→ WHAT YOU WILL DO
Please extract, verbatim, the portion of the diff below that begins with the words containing "Fix GpuSoftmax and" and ends with "on the gpu.".
━━ PAGE EXCERPT ━━
Fix GpuSoftmax and GpuSoftmaxWithBias for non-float32 operation.

f83f03af · Arnaud Bergeron · a5814d54 · f83f03af
--- a/theano/sandbox/gpuarray/nnet.py
+++ b/theano/sandbox/gpuarray/nnet.py
@@ -524,7 +524,7 @@ class GpuCrossentropySoftmax1HotWithBiasDx(GpuKernelBase, Op):
 gpu_crossentropy_softmax_1hot_with_bias_dx = GpuCrossentropySoftmax1HotWithBiasDx()
-class GpuSoftmax (GpuKernelBase, Op):
+class GpuSoftmax(GpuKernelBase, Op):
    """
    Implement Softmax on the gpu.
@@ -541,7 +541,7 @@ class GpuSoftmax (GpuKernelBase, Op):
        return shape
    def c_code_cache_version(self):
-        return (13,) + inline_softmax.code_version
+        return (14,) + inline_softmax.code_version
    def c_header_dirs(self):
        if pygpu.get_default_context().kind == 'opencl':
@@ -656,7 +656,8 @@ class GpuSoftmax (GpuKernelBase, Op):
        work_sm = work_dtype(dtype_sm)
        flags = Kernel.get_flags(dtype_x, dtype_sm)
        type_x = gpuarray.dtype_to_ctype(dtype_x)
-        type_sm = gpuarray.dtype_to_ctype(work_sm)
+        type_sm = gpuarray.dtype_to_ctype(dtype_sm)
+        type_acc = gpuarray.dtype_to_ctype(work_sm)
        params = [
            'uintp', 'uintp',
            gpuarray.GpuArray, 'uintp', 'intp', 'intp',
@@ -672,8 +673,8 @@ class GpuSoftmax (GpuKernelBase, Op):
                    '%s * sm' % type_sm, 'const ga_size offset_sm',
                    'const ga_ssize sm_s0', 'const ga_ssize sm_s1'],
                body=[
-                    "extern __shared__ %s buf[]" % type_sm,
+                    "extern __shared__ %s buf[]" % type_acc,
-                    "%s * buf2 = buf + N" % type_sm,
+                    "%s * buf2 = buf + N" % type_acc,
                    "x = (const %s *)(((char *)x)+offset_x)" % type_x,
                    "sm = (%s *)(((char *)sm)+offset_sm)" % type_sm,
                    "for (int blockIDX = blockIdx.x; blockIDX < M;"
━━━
━━ EXCERPTED RECORDS ━━
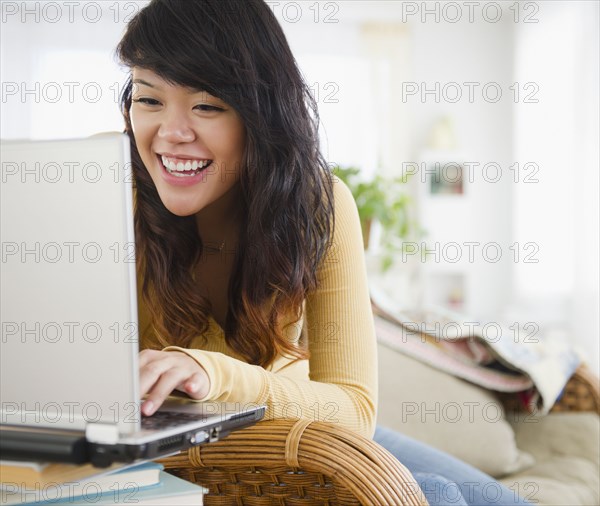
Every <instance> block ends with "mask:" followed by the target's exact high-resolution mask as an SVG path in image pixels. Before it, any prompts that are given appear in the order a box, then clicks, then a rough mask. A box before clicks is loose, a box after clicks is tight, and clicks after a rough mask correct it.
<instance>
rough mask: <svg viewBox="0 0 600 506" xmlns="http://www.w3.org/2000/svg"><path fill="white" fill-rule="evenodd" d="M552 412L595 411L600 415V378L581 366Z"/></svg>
mask: <svg viewBox="0 0 600 506" xmlns="http://www.w3.org/2000/svg"><path fill="white" fill-rule="evenodd" d="M551 411H552V412H553V413H554V412H561V411H595V412H596V413H598V414H599V415H600V383H599V381H598V378H597V377H596V376H595V375H594V374H593V373H592V372H591V371H590V370H589V369H588V368H587V367H586V366H585V365H581V366H579V367H578V368H577V370H576V371H575V373H574V374H573V376H571V379H569V381H568V383H567V385H566V386H565V389H564V391H563V393H562V395H561V397H560V399H559V400H558V401H557V402H556V404H555V405H554V406H553V407H552V410H551Z"/></svg>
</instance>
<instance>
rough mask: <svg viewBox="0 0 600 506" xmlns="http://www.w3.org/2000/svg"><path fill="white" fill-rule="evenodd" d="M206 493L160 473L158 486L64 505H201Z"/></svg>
mask: <svg viewBox="0 0 600 506" xmlns="http://www.w3.org/2000/svg"><path fill="white" fill-rule="evenodd" d="M206 492H207V490H206V489H205V488H204V487H201V486H199V485H196V484H195V483H190V482H189V481H185V480H182V479H181V478H177V477H176V476H173V475H172V474H169V473H165V472H164V471H161V472H160V480H159V483H158V484H155V485H151V486H147V487H140V488H138V489H135V488H124V489H122V490H118V491H114V492H111V493H107V494H103V495H102V496H101V497H100V498H99V499H98V500H95V498H90V497H87V498H86V499H87V500H85V499H81V498H80V499H78V500H74V501H70V502H68V503H66V504H69V505H72V506H90V504H104V505H107V504H113V505H115V504H129V505H131V504H134V505H136V506H154V505H159V504H167V505H169V506H173V505H174V504H176V505H177V506H184V505H188V504H194V505H196V506H198V505H201V504H202V500H203V496H204V494H205V493H206Z"/></svg>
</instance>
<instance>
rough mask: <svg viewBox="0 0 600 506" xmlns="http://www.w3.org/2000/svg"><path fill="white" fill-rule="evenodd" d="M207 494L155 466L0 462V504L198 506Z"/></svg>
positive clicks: (203, 489) (204, 492) (162, 469)
mask: <svg viewBox="0 0 600 506" xmlns="http://www.w3.org/2000/svg"><path fill="white" fill-rule="evenodd" d="M205 492H206V489H204V488H202V487H200V486H198V485H196V484H194V483H190V482H187V481H184V480H181V479H179V478H177V477H175V476H172V475H170V474H168V473H165V472H164V471H163V466H162V465H161V464H157V463H156V462H142V463H135V464H113V465H112V466H111V467H108V468H104V469H102V468H97V467H93V466H92V465H91V464H84V465H73V464H59V463H38V462H18V461H8V460H0V494H1V497H0V504H2V505H6V506H9V505H13V504H27V505H30V506H31V505H48V504H70V505H88V506H89V504H91V503H93V504H113V505H115V504H131V503H134V504H136V505H138V506H144V505H154V504H169V505H172V504H178V505H179V504H181V505H185V504H195V505H198V504H202V497H203V495H204V493H205Z"/></svg>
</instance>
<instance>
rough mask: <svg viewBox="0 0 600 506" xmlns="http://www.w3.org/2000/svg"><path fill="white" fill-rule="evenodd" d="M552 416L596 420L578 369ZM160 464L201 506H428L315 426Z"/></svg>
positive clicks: (172, 456)
mask: <svg viewBox="0 0 600 506" xmlns="http://www.w3.org/2000/svg"><path fill="white" fill-rule="evenodd" d="M552 411H553V412H556V411H595V412H596V413H598V414H600V387H599V384H598V379H597V378H596V377H594V375H592V374H591V373H590V372H589V371H588V370H587V369H586V368H585V367H580V368H579V369H578V370H577V371H576V372H575V374H574V375H573V376H572V377H571V380H570V381H569V383H568V384H567V386H566V387H565V390H564V392H563V395H562V396H561V398H560V400H559V401H558V402H557V403H556V405H555V406H554V408H553V410H552ZM161 462H162V463H163V464H164V466H165V469H166V470H167V471H168V472H170V473H172V474H175V475H177V476H180V477H182V478H184V479H186V480H189V481H192V482H196V483H199V484H200V485H203V486H204V487H206V488H208V490H209V492H208V494H207V495H206V496H205V498H204V504H206V505H207V506H213V505H219V506H221V505H235V506H240V505H252V506H255V505H256V506H259V505H269V506H275V505H311V506H317V505H318V506H333V505H357V504H363V505H385V506H390V505H417V504H419V505H425V504H427V501H426V499H425V498H424V496H423V495H422V493H421V491H420V490H419V488H418V486H417V484H416V483H415V481H414V479H413V478H412V476H411V474H410V473H409V472H408V470H407V469H406V468H405V467H404V466H402V465H401V464H400V463H399V462H398V461H397V460H396V459H394V457H392V456H391V455H390V454H389V453H388V452H387V451H386V450H385V449H383V448H382V447H381V446H379V445H377V444H376V443H374V442H373V441H371V440H368V439H366V438H364V437H361V436H358V435H356V434H354V433H353V432H351V431H348V430H346V429H344V428H341V427H338V426H334V425H331V424H326V423H321V422H312V423H311V422H310V421H307V420H273V421H265V422H260V423H258V424H256V425H255V426H252V427H249V428H247V429H244V430H240V431H238V432H234V433H233V434H231V435H230V436H229V437H227V438H225V439H223V440H222V441H219V442H218V443H213V444H208V445H201V446H198V447H195V448H193V449H191V450H189V452H187V453H183V454H180V455H175V456H172V457H169V458H167V459H163V460H162V461H161Z"/></svg>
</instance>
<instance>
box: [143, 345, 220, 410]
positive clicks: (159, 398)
mask: <svg viewBox="0 0 600 506" xmlns="http://www.w3.org/2000/svg"><path fill="white" fill-rule="evenodd" d="M139 363H140V394H141V396H142V397H143V396H144V395H145V394H148V397H147V398H146V400H145V401H144V404H143V405H142V412H143V414H144V415H146V416H148V415H151V414H152V413H154V412H155V411H156V410H157V409H158V408H159V407H160V406H161V404H162V403H163V402H164V400H165V399H166V398H167V396H169V395H170V394H171V392H172V391H173V390H179V391H181V392H184V393H186V394H188V395H189V396H190V397H192V398H193V399H198V400H200V399H203V398H204V397H206V395H207V394H208V391H209V389H210V380H209V379H208V375H207V374H206V371H205V370H204V369H203V368H202V367H201V366H200V365H199V364H198V362H196V361H195V360H194V359H193V358H191V357H189V356H188V355H186V354H185V353H182V352H180V351H157V350H142V351H141V352H140V355H139Z"/></svg>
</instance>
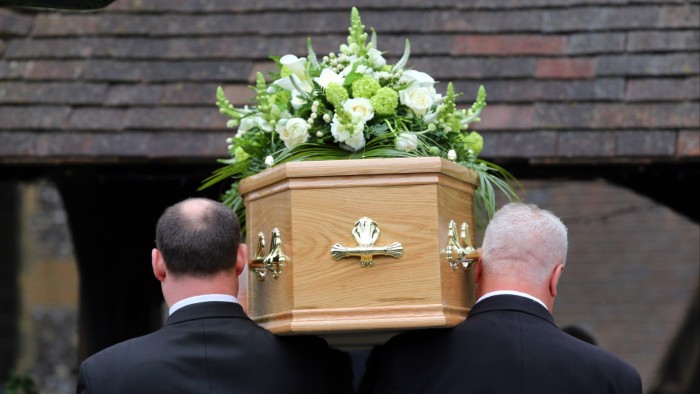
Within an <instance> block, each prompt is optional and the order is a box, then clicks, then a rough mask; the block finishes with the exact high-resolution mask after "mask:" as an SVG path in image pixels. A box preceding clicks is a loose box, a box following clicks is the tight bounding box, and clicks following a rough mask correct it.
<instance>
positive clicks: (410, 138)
mask: <svg viewBox="0 0 700 394" xmlns="http://www.w3.org/2000/svg"><path fill="white" fill-rule="evenodd" d="M394 143H395V144H396V149H398V150H401V151H404V152H412V151H414V150H416V148H418V136H416V135H415V134H413V133H401V134H399V136H398V137H396V140H395V141H394Z"/></svg>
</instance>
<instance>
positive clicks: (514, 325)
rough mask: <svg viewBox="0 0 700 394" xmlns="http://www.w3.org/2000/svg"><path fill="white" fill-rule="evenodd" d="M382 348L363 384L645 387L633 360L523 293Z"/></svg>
mask: <svg viewBox="0 0 700 394" xmlns="http://www.w3.org/2000/svg"><path fill="white" fill-rule="evenodd" d="M375 350H376V351H375V352H373V353H375V354H372V355H371V356H370V359H369V360H368V366H367V371H368V372H367V375H366V376H365V378H364V379H363V382H362V385H361V392H373V393H383V394H384V393H443V392H453V391H454V390H458V389H459V390H464V391H473V392H476V393H505V392H521V393H533V394H534V393H538V394H547V393H552V394H555V393H556V394H558V393H571V394H577V393H581V394H588V393H625V394H628V393H629V394H641V379H640V377H639V374H638V372H637V371H636V370H635V369H634V368H633V367H631V366H630V365H629V364H627V363H625V362H624V361H622V360H620V359H619V358H618V357H616V356H614V355H613V354H611V353H609V352H607V351H605V350H603V349H601V348H598V347H596V346H593V345H590V344H587V343H585V342H583V341H580V340H578V339H576V338H573V337H571V336H570V335H568V334H566V333H564V332H562V331H561V330H559V328H558V327H557V326H556V325H555V324H554V320H553V319H552V317H551V315H550V314H549V312H548V311H547V310H546V309H545V308H544V307H542V306H541V305H539V304H538V303H536V302H534V301H531V300H529V299H527V298H522V297H517V296H495V297H491V298H489V299H486V300H483V301H482V302H479V303H478V304H476V305H475V306H474V308H473V309H472V311H471V312H470V314H469V317H468V319H467V320H466V321H465V322H463V323H461V324H459V325H457V326H456V327H454V328H452V329H432V330H419V331H413V332H406V333H403V334H399V335H397V336H395V337H394V338H392V339H391V340H389V341H388V342H387V344H386V345H385V346H383V347H381V348H377V349H375Z"/></svg>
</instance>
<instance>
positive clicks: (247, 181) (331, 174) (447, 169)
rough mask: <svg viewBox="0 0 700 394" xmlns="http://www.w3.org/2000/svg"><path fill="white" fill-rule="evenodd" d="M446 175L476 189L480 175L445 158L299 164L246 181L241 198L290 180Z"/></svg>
mask: <svg viewBox="0 0 700 394" xmlns="http://www.w3.org/2000/svg"><path fill="white" fill-rule="evenodd" d="M426 173H442V174H445V175H448V176H451V177H453V178H456V179H458V180H460V181H463V182H468V183H471V184H474V185H476V180H477V177H478V175H477V173H476V172H475V171H472V170H470V169H468V168H465V167H464V166H461V165H459V164H457V163H454V162H451V161H449V160H445V159H443V158H441V157H406V158H372V159H349V160H321V161H295V162H288V163H284V164H281V165H279V166H276V167H273V168H270V169H267V170H265V171H263V172H261V173H259V174H255V175H252V176H250V177H247V178H245V179H242V180H241V182H240V185H239V192H240V193H241V194H245V193H248V192H250V191H252V190H257V189H260V188H262V187H265V186H268V185H271V184H273V183H275V182H278V181H281V180H283V179H286V178H308V177H347V176H367V175H391V174H426Z"/></svg>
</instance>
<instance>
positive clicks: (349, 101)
mask: <svg viewBox="0 0 700 394" xmlns="http://www.w3.org/2000/svg"><path fill="white" fill-rule="evenodd" d="M343 109H345V110H346V111H348V112H350V113H352V114H356V115H359V116H360V119H362V121H363V122H367V121H368V120H370V119H372V118H374V107H372V103H370V101H369V99H366V98H354V99H349V100H345V101H344V102H343Z"/></svg>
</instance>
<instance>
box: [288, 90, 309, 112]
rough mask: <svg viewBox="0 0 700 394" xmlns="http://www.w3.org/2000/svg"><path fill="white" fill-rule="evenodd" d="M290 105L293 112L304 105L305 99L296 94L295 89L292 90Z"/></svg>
mask: <svg viewBox="0 0 700 394" xmlns="http://www.w3.org/2000/svg"><path fill="white" fill-rule="evenodd" d="M290 103H291V104H292V107H293V108H294V109H295V110H298V109H299V108H301V107H302V106H303V105H304V104H306V99H305V98H304V97H303V96H302V95H301V94H300V93H299V92H297V90H296V89H294V90H292V100H291V101H290Z"/></svg>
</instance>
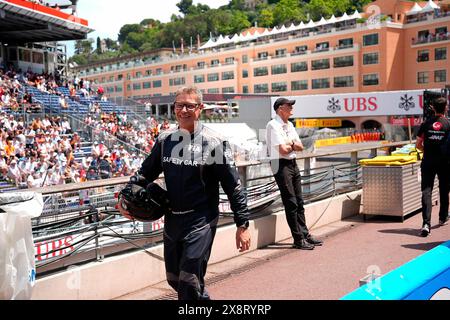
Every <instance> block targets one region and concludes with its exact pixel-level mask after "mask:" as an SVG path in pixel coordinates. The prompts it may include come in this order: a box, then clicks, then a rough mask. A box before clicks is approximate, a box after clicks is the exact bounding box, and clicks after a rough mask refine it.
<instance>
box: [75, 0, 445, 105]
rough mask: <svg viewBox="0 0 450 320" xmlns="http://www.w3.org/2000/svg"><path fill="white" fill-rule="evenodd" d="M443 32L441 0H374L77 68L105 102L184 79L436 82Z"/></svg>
━━━
→ WRITTEN ANSWER
Fix GpuSoftmax and GpuSoftmaxWithBias for non-float32 operation.

f83f03af · Arnaud Bergeron · a5814d54 · f83f03af
--- a/theano/sandbox/gpuarray/nnet.py
+++ b/theano/sandbox/gpuarray/nnet.py
@@ -524,7 +524,7 @@ class GpuCrossentropySoftmax1HotWithBiasDx(GpuKernelBase, Op):
 gpu_crossentropy_softmax_1hot_with_bias_dx = GpuCrossentropySoftmax1HotWithBiasDx()
-class GpuSoftmax (GpuKernelBase, Op):
+class GpuSoftmax(GpuKernelBase, Op):
    """
    Implement Softmax on the gpu.